## Required work
Find each line in the listing below that contains the word "Note", and copy those lines in full.

--- Supplied entries ---

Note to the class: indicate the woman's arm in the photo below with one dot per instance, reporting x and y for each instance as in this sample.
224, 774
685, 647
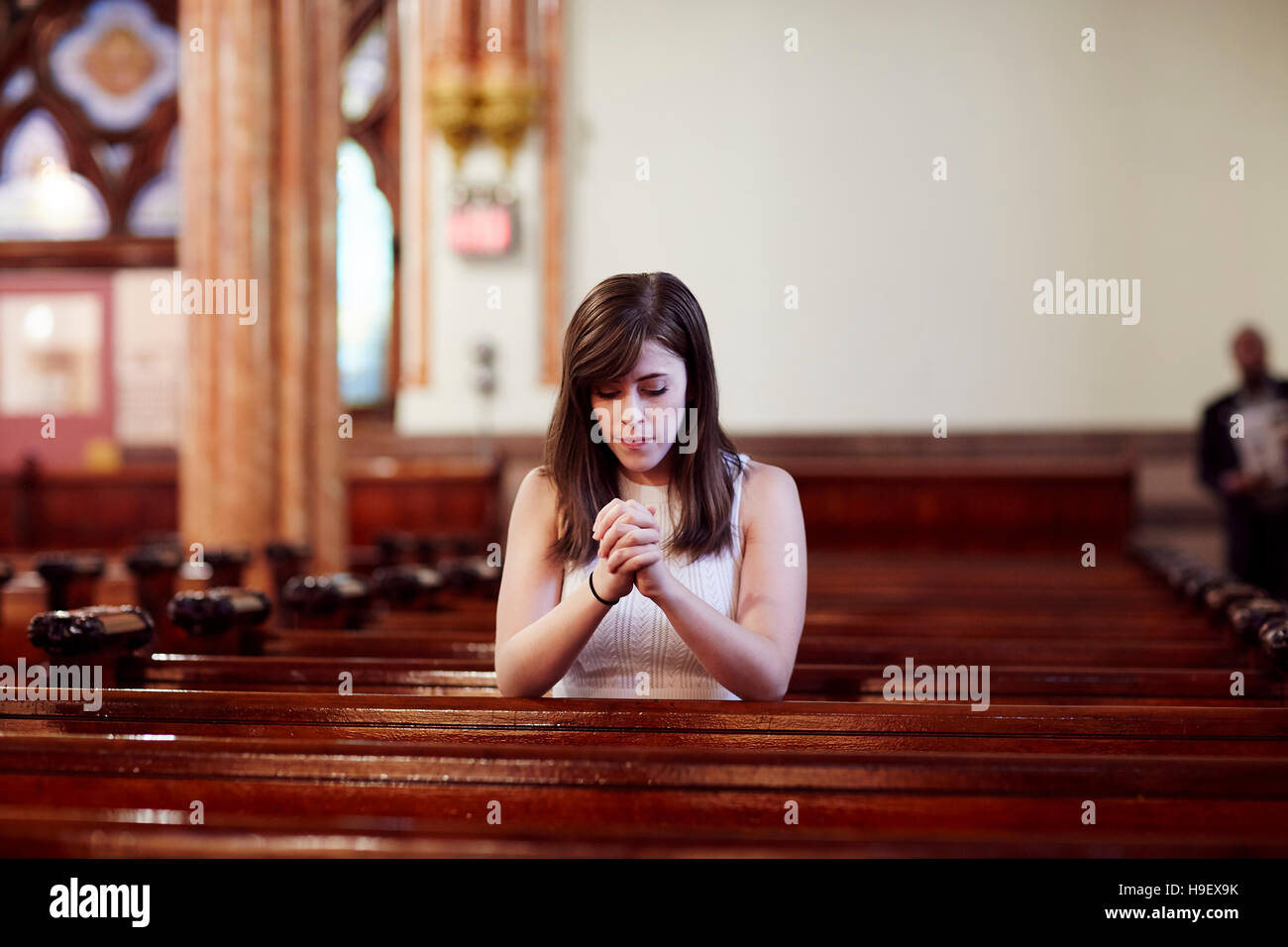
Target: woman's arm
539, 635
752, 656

---
--- Supplied entries ---

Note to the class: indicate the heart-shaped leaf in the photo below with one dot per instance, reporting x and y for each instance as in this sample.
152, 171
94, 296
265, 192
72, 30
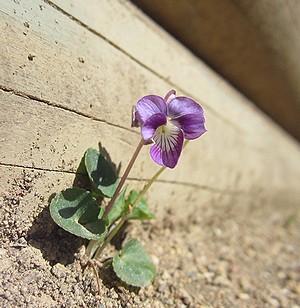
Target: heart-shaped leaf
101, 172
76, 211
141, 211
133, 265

---

## Exercise solution
Note to the class: indicate the woman's arm in the photo below with one dot per instance, reporting x and y for each instance as in this sample.
Note to the class: indicate the heart-shaped leaf in the photo below with one dot per instance, reporting x and y for each instance as in this sample.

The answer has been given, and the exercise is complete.